Exercise prompt:
Your answer should be the exact lines of the data below from the one containing "Target | gray object on ground" through the one containing "Target | tea bush"; please include nothing else.
--- Data for processing Enclosed Below ---
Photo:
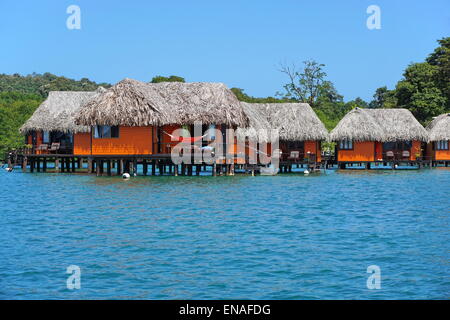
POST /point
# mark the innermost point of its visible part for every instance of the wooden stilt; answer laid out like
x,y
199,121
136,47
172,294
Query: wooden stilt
x,y
97,167
24,164
108,167
153,167
135,167
144,167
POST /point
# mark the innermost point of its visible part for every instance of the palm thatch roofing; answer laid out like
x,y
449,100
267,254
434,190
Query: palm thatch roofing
x,y
135,103
382,125
57,112
439,128
293,121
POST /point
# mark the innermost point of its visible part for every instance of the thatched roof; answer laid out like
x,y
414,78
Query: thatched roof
x,y
294,121
379,125
439,128
57,112
134,103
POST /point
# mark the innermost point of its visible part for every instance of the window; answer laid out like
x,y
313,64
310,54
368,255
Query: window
x,y
442,145
106,132
346,144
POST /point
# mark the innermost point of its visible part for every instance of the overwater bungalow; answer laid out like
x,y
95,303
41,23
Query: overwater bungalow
x,y
378,135
300,130
137,118
439,138
51,128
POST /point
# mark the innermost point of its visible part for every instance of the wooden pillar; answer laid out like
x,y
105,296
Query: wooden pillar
x,y
108,167
97,167
24,164
144,167
89,165
153,167
135,167
120,167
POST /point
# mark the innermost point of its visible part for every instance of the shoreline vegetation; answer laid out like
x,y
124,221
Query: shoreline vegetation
x,y
424,90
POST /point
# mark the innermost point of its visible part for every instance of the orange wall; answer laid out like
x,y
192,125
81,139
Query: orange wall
x,y
167,143
313,147
132,140
362,151
416,148
82,143
442,155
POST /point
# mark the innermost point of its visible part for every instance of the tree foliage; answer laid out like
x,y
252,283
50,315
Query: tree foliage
x,y
21,95
424,88
242,96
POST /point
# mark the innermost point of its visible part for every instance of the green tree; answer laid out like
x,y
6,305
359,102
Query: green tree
x,y
242,96
440,58
420,93
383,98
305,84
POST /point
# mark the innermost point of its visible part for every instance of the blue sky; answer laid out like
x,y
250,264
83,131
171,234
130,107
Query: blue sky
x,y
240,43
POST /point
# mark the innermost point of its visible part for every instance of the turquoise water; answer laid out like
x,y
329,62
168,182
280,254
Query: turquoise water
x,y
283,237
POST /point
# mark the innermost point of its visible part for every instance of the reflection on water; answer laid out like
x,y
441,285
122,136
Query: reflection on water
x,y
284,237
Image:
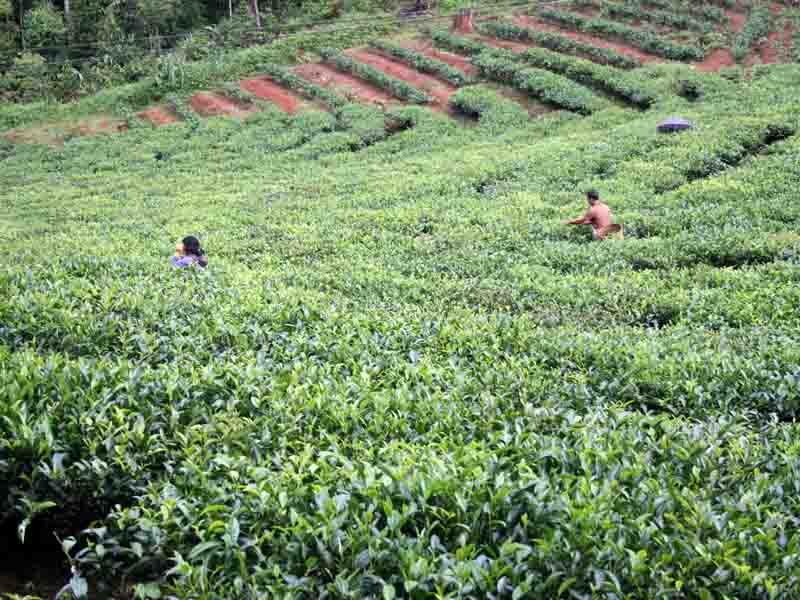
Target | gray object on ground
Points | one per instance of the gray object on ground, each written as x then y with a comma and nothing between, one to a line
674,124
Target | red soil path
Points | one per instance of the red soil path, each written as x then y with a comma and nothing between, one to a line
266,89
643,57
723,57
207,104
438,90
505,44
158,115
779,43
346,84
454,60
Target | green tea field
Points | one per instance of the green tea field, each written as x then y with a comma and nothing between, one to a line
402,375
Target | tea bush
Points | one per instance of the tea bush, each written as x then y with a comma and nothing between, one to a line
423,63
399,89
647,41
401,375
757,27
548,87
558,43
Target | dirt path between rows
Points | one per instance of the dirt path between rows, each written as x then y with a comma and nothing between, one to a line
266,89
532,23
208,104
723,57
158,115
439,90
347,85
454,60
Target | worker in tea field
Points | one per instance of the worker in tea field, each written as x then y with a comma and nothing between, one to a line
188,252
598,216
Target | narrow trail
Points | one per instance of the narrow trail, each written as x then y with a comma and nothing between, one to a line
532,23
209,104
439,90
347,85
456,61
158,116
723,57
266,89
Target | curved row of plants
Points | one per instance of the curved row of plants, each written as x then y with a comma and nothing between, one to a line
757,27
305,88
489,107
644,40
632,12
700,10
630,87
558,43
544,85
396,87
423,63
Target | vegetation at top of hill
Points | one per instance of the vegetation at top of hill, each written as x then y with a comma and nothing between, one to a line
401,375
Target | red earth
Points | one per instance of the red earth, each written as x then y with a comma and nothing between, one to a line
723,57
771,52
438,90
454,60
267,89
55,134
208,104
643,57
347,85
506,44
158,115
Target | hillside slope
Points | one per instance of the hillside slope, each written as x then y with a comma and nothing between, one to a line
401,375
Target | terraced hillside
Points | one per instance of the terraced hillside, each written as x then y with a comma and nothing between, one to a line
402,375
427,70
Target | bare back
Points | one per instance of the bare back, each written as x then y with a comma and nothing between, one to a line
598,216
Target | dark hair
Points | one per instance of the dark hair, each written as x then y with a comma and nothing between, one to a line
191,245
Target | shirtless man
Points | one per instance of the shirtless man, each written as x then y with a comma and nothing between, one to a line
598,216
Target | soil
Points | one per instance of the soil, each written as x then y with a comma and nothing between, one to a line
454,60
208,104
266,89
158,115
723,57
438,90
347,85
716,60
57,133
643,57
505,44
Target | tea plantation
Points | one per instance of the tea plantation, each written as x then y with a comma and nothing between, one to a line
401,376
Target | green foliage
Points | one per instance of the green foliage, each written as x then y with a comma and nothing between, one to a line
649,42
495,113
633,12
456,43
558,43
401,375
396,87
44,27
631,87
423,63
757,27
310,90
700,10
548,87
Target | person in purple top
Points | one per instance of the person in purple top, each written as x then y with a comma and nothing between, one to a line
188,252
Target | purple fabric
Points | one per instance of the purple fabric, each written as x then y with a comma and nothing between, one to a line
180,262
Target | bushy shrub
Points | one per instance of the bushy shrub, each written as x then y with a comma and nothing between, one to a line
756,28
423,63
558,43
649,42
396,87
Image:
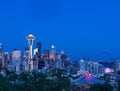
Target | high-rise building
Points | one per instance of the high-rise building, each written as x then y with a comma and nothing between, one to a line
16,60
25,65
7,59
30,39
52,52
1,54
117,69
38,46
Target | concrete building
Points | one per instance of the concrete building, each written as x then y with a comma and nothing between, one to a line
30,39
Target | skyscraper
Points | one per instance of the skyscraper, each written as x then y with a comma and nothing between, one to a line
16,60
30,39
38,46
1,54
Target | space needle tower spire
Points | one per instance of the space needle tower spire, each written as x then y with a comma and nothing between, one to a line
30,39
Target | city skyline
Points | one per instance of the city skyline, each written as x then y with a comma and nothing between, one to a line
81,29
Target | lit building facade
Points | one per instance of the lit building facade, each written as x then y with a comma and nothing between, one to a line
30,39
16,60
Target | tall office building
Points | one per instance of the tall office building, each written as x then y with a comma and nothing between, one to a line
117,69
30,39
25,65
52,52
38,46
16,60
1,54
7,59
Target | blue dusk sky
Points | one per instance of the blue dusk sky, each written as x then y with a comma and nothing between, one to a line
82,28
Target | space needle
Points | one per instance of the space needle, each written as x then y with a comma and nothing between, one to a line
30,39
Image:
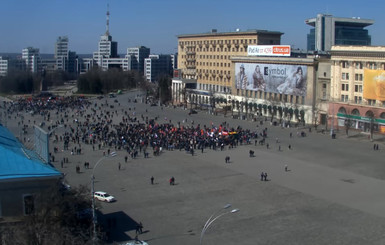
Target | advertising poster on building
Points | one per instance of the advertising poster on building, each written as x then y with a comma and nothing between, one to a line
374,84
272,78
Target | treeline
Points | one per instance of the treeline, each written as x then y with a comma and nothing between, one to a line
98,82
19,82
24,82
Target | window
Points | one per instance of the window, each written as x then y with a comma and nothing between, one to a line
345,64
29,204
358,88
371,102
372,65
345,87
358,77
357,99
345,76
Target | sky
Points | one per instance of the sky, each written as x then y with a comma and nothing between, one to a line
157,23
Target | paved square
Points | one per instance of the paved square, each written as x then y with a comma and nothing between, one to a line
333,192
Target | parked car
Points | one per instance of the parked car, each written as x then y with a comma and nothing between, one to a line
103,196
135,242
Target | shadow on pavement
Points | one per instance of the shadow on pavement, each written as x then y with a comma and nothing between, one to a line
116,225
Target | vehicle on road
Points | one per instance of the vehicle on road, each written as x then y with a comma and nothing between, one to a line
103,196
135,242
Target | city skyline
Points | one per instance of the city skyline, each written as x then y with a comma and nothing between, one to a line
156,24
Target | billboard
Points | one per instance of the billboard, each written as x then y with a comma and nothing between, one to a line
268,50
374,84
271,78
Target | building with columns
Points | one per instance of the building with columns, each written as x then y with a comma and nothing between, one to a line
204,60
357,95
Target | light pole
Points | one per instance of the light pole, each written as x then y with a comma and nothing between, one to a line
94,221
214,217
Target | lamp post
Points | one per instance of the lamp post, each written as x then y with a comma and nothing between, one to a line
94,221
214,217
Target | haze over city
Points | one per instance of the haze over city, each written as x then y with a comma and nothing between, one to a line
156,24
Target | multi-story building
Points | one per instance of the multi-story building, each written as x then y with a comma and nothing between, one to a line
357,95
61,47
3,66
107,49
31,56
156,66
329,31
138,55
204,60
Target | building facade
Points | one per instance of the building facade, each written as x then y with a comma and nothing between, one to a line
329,31
138,55
204,59
32,59
156,66
357,95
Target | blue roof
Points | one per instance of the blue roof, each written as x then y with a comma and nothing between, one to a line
18,162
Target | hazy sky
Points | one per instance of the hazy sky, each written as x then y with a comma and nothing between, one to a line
156,23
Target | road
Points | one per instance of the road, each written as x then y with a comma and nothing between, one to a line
332,194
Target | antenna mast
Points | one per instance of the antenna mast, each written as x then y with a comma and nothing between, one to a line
108,21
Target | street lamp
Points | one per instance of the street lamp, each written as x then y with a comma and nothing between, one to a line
214,217
94,221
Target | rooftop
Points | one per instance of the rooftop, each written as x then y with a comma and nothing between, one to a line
19,162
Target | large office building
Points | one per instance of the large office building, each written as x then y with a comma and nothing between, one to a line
157,65
138,55
329,30
357,95
204,60
251,75
32,59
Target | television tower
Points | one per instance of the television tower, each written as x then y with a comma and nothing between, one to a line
108,21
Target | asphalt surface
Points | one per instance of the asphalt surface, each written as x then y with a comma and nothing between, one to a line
332,192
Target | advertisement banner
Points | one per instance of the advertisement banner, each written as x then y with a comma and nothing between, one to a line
272,78
374,84
268,50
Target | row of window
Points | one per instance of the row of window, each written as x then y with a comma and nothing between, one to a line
220,49
357,88
234,41
346,76
358,100
359,65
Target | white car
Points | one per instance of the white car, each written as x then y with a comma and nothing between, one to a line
135,242
103,196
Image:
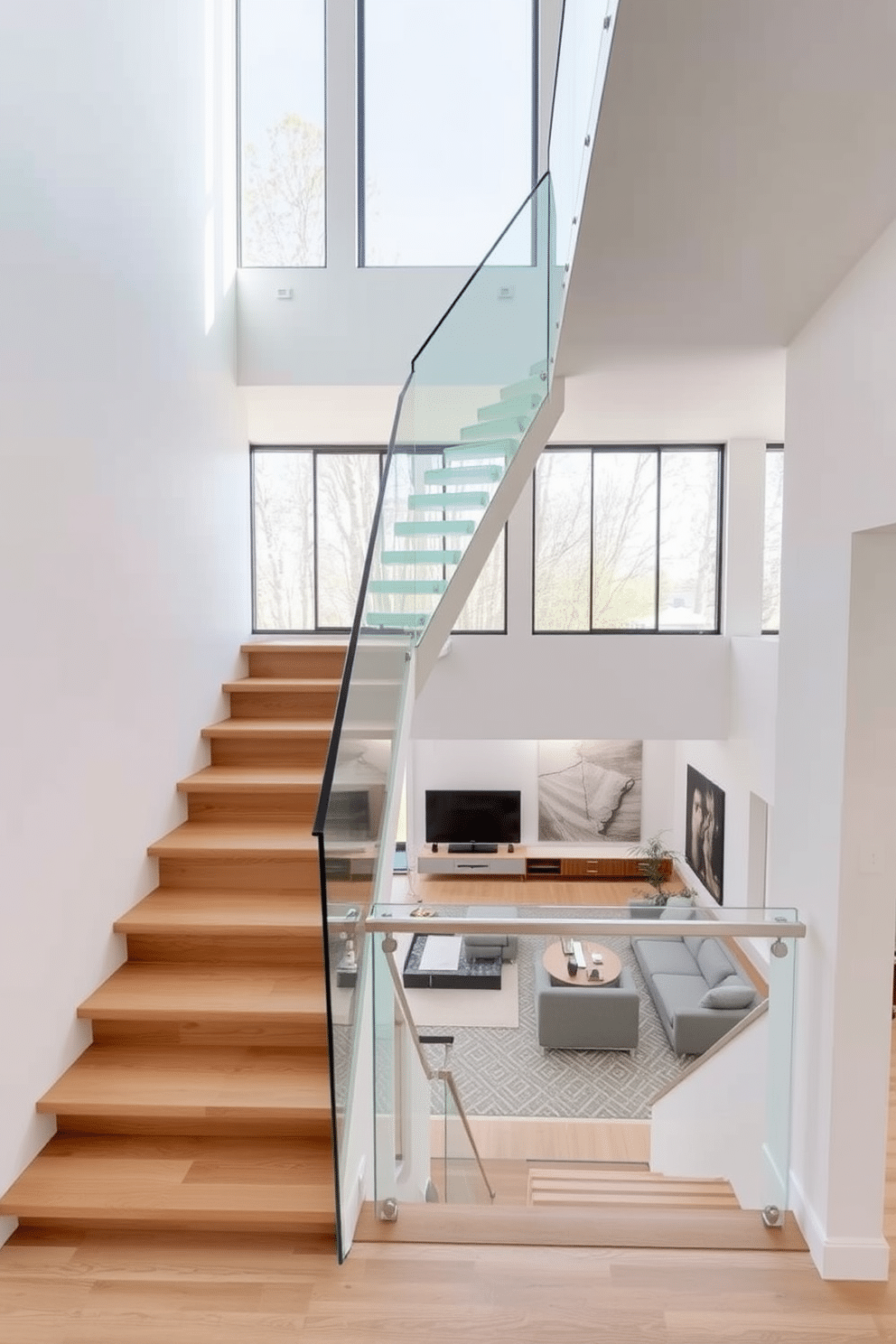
--- End of Enclosed Data for processing ---
Solution:
Target | gray object on ground
Points | one per instance of the gray object on ground, each written as x then y with a comma and nothing between, one to a line
674,124
Target | red soil path
Points | one per instance of the red soil path, each written as x then y with a comma and nothing between, one to a line
266,89
643,57
723,57
207,104
438,90
505,44
158,115
779,43
346,84
454,60
Target | green tea field
Points | one per instance of the green tea field, each written as x then y with a comma and nothing between, one to a line
402,375
Target | tea bush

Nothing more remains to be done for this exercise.